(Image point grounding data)
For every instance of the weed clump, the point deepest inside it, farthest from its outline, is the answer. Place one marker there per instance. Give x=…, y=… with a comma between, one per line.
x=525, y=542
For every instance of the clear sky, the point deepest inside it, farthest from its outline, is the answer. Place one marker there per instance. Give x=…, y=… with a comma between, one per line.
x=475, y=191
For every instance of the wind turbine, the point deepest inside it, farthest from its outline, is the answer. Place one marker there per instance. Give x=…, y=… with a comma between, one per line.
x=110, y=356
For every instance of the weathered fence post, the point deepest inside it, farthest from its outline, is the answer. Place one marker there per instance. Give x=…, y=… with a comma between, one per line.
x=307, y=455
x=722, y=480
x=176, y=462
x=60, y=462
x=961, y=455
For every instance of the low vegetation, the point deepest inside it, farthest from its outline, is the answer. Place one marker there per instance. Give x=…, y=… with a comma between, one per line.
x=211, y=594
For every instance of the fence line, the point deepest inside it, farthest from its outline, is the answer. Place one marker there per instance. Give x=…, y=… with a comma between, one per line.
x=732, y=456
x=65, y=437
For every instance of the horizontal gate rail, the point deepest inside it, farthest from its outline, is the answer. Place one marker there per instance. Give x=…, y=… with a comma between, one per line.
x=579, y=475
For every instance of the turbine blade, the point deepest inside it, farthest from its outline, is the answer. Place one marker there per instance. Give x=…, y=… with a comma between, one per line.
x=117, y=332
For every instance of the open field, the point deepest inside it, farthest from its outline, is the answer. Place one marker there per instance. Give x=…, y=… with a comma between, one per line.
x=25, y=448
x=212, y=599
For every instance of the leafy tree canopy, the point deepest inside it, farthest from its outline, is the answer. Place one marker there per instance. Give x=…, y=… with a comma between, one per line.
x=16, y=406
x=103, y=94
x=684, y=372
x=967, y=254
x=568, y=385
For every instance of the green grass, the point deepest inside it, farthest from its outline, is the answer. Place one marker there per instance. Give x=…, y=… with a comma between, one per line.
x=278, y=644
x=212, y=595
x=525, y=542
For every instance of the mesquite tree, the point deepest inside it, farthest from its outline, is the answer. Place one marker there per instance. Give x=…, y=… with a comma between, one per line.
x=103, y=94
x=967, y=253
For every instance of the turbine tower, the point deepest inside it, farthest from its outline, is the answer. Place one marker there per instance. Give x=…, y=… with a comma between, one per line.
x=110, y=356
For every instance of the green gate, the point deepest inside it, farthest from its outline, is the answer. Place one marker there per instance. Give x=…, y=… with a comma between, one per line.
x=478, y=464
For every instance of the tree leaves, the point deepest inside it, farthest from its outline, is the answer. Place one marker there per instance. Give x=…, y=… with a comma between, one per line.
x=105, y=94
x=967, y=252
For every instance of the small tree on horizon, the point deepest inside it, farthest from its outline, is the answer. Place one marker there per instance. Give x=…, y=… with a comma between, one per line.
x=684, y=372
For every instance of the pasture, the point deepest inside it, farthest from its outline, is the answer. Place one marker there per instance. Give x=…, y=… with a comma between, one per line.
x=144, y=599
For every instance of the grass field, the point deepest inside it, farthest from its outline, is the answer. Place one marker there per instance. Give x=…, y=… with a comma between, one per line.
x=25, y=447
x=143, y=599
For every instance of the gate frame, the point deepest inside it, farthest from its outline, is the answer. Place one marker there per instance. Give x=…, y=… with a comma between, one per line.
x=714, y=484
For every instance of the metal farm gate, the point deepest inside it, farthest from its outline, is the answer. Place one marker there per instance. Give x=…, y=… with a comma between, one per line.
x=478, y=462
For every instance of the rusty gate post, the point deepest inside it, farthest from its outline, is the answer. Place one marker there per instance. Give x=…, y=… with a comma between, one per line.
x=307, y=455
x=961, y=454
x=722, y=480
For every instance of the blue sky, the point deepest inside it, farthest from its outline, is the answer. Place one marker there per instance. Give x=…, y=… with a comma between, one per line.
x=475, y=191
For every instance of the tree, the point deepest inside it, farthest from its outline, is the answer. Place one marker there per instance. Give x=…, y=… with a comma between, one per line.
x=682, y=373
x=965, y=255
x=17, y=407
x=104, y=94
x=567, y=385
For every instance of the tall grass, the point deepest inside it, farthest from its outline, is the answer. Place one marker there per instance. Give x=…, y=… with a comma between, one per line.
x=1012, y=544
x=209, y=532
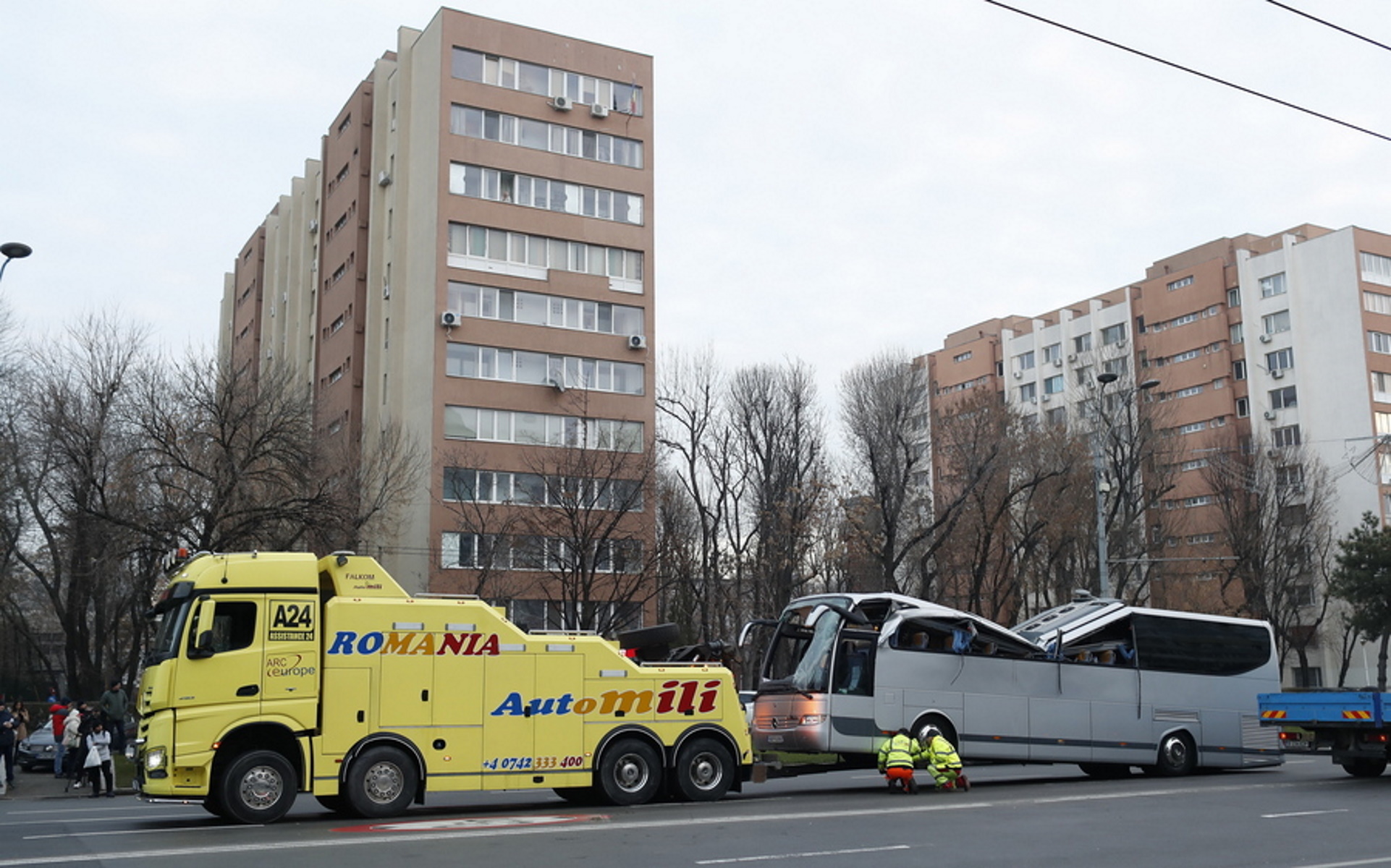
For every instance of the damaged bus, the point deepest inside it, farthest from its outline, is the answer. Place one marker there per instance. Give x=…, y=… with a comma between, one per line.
x=1095, y=682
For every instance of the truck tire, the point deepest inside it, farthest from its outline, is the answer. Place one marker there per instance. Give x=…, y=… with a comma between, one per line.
x=1177, y=756
x=704, y=770
x=258, y=788
x=381, y=782
x=630, y=773
x=1365, y=767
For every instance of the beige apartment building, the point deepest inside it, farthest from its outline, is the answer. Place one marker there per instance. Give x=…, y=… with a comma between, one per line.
x=1276, y=348
x=470, y=258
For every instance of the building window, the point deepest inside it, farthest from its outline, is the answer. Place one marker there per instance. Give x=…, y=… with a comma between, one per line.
x=1274, y=323
x=1285, y=437
x=1376, y=269
x=1282, y=359
x=551, y=310
x=1273, y=286
x=546, y=81
x=479, y=244
x=540, y=135
x=543, y=369
x=1376, y=302
x=481, y=182
x=541, y=429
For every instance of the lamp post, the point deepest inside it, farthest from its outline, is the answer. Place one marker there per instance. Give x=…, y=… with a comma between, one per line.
x=1104, y=571
x=13, y=250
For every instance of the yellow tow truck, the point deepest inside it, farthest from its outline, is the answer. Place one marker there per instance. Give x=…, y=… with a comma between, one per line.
x=274, y=673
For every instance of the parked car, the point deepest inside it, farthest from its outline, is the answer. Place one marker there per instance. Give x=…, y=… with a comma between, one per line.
x=36, y=752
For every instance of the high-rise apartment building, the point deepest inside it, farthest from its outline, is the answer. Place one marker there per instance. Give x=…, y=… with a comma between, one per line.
x=470, y=258
x=1273, y=348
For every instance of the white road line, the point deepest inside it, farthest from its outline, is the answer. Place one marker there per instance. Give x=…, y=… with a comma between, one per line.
x=358, y=841
x=1303, y=814
x=781, y=856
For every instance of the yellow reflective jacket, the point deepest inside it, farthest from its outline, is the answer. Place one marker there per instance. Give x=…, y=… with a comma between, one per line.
x=899, y=752
x=941, y=753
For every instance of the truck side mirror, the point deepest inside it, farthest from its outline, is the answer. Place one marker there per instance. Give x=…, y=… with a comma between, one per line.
x=203, y=647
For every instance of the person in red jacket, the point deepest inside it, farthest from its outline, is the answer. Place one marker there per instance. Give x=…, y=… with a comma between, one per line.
x=60, y=714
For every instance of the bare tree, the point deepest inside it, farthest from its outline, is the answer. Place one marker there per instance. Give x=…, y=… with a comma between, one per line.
x=1274, y=512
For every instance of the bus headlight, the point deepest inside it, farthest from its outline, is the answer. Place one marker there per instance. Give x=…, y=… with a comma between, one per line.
x=155, y=759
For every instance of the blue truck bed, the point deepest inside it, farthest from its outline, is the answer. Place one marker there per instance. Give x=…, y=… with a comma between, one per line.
x=1324, y=708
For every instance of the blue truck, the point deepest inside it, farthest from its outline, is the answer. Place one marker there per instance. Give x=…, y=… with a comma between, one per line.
x=1351, y=725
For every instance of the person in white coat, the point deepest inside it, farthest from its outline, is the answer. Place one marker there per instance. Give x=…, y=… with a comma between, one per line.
x=98, y=760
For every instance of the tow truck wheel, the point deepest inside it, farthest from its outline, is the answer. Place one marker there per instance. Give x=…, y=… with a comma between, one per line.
x=1365, y=768
x=259, y=788
x=703, y=770
x=630, y=773
x=381, y=782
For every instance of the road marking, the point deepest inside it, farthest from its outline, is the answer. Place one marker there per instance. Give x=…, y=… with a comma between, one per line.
x=352, y=841
x=781, y=856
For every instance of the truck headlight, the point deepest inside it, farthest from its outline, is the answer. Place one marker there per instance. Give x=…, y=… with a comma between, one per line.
x=155, y=759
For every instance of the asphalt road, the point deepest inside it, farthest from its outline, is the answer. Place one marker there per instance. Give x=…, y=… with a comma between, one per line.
x=1305, y=814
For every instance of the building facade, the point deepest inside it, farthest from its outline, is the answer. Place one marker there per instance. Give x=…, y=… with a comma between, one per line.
x=470, y=260
x=1253, y=358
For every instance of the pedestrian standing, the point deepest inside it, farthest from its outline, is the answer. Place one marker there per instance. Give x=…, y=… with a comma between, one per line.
x=59, y=714
x=7, y=741
x=114, y=703
x=99, y=759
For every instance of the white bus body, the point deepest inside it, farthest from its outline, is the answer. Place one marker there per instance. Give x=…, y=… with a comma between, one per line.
x=1094, y=682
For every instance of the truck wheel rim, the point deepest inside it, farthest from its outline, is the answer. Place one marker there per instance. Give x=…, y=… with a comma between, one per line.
x=630, y=773
x=383, y=783
x=706, y=771
x=262, y=788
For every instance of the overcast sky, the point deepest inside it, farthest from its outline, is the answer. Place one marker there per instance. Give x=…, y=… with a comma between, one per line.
x=832, y=179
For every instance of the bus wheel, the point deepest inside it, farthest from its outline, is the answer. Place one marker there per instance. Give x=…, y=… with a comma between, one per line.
x=1105, y=771
x=1365, y=768
x=703, y=770
x=630, y=773
x=381, y=782
x=259, y=788
x=1176, y=756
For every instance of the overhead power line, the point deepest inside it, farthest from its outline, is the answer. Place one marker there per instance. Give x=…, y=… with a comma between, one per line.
x=1341, y=30
x=1191, y=72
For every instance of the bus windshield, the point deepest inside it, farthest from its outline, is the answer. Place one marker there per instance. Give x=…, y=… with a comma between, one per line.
x=799, y=655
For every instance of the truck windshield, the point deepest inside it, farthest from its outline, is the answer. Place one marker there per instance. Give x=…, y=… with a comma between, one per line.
x=169, y=628
x=799, y=657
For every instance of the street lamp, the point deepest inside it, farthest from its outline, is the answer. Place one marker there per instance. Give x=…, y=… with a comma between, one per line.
x=1099, y=472
x=13, y=250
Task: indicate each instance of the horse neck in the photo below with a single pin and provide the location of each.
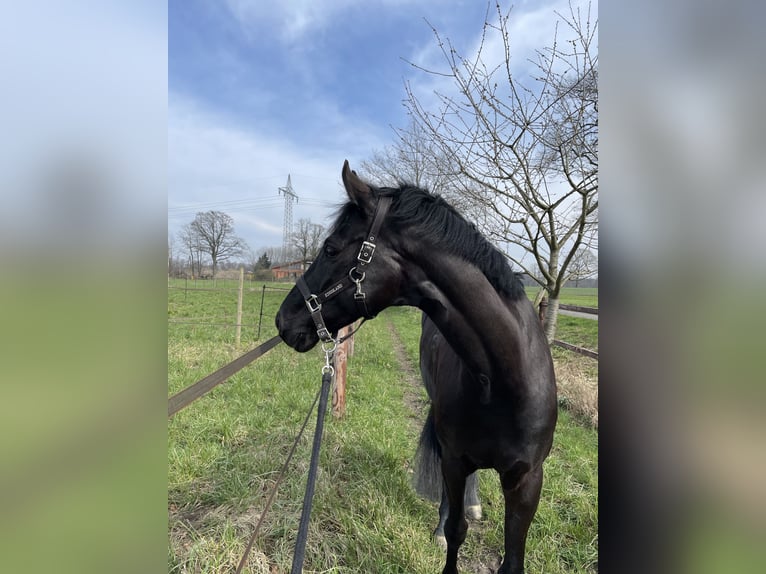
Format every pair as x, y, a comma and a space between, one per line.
481, 325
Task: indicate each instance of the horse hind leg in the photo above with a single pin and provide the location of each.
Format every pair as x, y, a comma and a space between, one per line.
456, 526
521, 489
472, 508
472, 502
438, 535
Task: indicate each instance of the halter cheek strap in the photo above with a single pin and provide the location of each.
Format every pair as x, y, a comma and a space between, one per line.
355, 276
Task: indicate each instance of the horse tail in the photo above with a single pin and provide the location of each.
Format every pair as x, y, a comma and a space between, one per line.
428, 470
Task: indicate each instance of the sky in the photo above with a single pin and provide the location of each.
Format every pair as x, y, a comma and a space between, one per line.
258, 91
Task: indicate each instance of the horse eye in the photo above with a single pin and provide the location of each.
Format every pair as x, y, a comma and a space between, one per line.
330, 250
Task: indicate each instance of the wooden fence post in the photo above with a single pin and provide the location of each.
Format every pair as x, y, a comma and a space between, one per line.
543, 309
239, 304
339, 388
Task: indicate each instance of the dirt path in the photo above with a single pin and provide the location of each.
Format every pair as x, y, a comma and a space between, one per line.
414, 397
484, 561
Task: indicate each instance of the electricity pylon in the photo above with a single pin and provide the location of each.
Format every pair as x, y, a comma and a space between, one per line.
287, 228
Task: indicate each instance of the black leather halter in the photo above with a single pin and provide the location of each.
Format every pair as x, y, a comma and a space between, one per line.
354, 278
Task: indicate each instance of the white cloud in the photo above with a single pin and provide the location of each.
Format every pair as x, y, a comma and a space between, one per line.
531, 27
217, 165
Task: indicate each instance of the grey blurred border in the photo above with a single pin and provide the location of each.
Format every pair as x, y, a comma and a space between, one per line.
682, 271
83, 155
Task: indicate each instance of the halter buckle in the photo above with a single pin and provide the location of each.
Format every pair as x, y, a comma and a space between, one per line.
315, 301
366, 252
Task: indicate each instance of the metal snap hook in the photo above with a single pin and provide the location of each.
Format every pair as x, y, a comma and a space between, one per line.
354, 279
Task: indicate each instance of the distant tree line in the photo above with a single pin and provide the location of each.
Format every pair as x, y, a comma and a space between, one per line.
208, 245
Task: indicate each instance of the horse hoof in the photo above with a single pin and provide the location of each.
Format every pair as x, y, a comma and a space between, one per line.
473, 512
441, 541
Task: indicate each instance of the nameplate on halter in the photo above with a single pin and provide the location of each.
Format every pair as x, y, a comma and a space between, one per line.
366, 252
332, 291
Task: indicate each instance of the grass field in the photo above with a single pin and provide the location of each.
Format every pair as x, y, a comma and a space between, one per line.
225, 449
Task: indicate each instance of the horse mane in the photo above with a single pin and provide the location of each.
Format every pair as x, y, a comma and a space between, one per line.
441, 223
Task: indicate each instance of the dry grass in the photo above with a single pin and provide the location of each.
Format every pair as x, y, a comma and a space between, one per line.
577, 380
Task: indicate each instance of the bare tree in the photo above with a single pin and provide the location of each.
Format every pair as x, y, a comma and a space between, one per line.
191, 244
215, 232
413, 158
584, 265
526, 152
306, 239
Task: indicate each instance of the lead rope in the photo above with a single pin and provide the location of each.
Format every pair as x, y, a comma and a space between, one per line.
327, 374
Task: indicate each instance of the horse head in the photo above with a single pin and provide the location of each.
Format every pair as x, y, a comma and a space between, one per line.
356, 273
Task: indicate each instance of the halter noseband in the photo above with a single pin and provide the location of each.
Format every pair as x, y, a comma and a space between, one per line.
354, 277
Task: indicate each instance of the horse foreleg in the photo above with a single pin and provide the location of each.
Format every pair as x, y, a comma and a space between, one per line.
522, 493
472, 502
456, 526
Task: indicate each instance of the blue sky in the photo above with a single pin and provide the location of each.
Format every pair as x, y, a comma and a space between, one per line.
259, 90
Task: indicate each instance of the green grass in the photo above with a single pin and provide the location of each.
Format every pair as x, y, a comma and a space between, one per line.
583, 296
578, 331
225, 449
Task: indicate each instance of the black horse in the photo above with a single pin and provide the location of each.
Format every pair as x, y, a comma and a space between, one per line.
484, 357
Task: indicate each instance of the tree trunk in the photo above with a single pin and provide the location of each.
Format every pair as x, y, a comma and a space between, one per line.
551, 318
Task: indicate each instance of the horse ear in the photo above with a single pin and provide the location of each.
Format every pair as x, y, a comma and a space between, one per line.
358, 191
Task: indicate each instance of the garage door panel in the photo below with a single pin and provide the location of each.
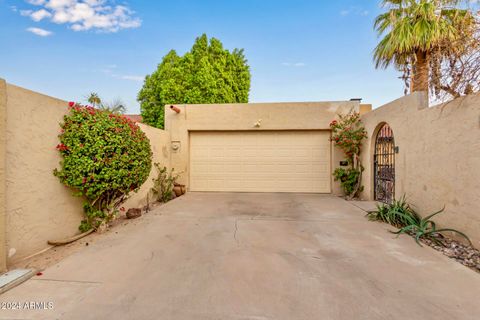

▶ [AIM OF THE EXERCISE] Above are the records. Copy the lines beginning at the one that has "Task: indicate each instance of the black leather" and ending with the one that has "Task: indicate each instance of the horse hoof", unchanged.

▶ [OUTPUT OF THE EXERCISE]
Task: indicate each instance of the black leather halter in the photo above with a single pin and provide the location of each.
Format every pair as x, y, a comma and a space between, one per line.
354, 278
Task: indicate each instance of the white cloud in the photo above with a single pin and provide the location of each.
Format every pair as x, y, a comma and a space between, one per line.
531, 27
217, 165
Task: indicate each instance of the grey blurred border in the photo above with a single pin and provide the location of each.
Format every pair as x, y, a comma and a space between, one per line.
682, 271
83, 155
Task: indicate each instance of the halter buckle in the photo above with a single pin and provide the location of each.
Format every pair as x, y, a comma and a space between, one per line.
315, 301
366, 252
Task: indicate each instance of the metal snap hook in the photo above with a single pin and provide the location of each.
Format every pair as x, y, a comma and a space between, one per line.
354, 279
Task: indicate each instance of the distant tree line in the photo above with a single pin and provide the location of each.
Format every pair as x, y, a comma and a space between, one per line.
208, 245
Task: indicate each instance of the horse hoof in the photo above with a single pin and provide the location of each.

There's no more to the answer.